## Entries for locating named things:
════

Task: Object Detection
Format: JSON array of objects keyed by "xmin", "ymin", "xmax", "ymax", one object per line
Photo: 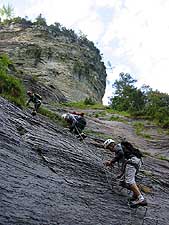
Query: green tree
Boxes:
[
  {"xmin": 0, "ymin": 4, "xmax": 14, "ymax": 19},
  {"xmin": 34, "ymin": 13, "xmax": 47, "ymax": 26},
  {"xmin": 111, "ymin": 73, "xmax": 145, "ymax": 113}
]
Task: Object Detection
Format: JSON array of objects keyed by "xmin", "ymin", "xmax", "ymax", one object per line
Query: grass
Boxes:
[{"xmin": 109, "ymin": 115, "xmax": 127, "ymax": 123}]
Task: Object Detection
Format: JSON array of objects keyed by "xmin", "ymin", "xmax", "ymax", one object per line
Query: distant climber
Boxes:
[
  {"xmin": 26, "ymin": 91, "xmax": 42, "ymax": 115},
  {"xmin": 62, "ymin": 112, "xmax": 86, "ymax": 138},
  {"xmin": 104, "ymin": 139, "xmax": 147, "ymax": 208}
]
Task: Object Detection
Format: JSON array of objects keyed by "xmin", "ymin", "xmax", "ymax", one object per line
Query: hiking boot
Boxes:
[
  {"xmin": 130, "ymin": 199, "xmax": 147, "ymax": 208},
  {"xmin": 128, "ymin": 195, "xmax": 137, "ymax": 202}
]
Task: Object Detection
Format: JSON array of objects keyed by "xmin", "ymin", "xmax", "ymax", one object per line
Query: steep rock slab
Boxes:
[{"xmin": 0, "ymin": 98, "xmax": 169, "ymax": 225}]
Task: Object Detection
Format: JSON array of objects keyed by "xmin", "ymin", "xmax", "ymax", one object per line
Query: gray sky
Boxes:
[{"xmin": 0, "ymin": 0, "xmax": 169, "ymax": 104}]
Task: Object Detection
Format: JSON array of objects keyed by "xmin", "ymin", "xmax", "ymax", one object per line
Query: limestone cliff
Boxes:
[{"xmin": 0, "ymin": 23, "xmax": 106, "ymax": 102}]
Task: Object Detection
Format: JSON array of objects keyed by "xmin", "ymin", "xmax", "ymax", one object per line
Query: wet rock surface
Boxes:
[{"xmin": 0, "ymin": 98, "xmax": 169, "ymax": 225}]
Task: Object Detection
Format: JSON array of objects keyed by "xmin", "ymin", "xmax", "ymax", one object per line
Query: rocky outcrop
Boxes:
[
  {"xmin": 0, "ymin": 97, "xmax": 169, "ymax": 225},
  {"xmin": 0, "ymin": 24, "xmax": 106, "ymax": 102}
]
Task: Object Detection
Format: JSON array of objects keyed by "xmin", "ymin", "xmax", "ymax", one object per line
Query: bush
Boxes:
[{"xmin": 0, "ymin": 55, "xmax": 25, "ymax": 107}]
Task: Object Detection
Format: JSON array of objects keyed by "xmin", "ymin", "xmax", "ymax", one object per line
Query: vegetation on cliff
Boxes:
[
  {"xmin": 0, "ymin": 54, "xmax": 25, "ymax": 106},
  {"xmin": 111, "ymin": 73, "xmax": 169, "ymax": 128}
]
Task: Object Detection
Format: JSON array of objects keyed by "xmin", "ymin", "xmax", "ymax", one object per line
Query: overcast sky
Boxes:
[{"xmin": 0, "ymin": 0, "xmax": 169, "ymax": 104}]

════

## WHAT THE TASK REQUIRES:
Pick out each line in the entries above that contains the string "Query", matching case exactly, and copy those lines.

## SOLUTION:
Query: green tree
Query: grass
Query: distant climber
Query: hiking boot
Query: steep rock slab
Query: gray sky
Query: limestone cliff
Query: wet rock surface
Query: rocky outcrop
Query: bush
Query: vegetation on cliff
Query: overcast sky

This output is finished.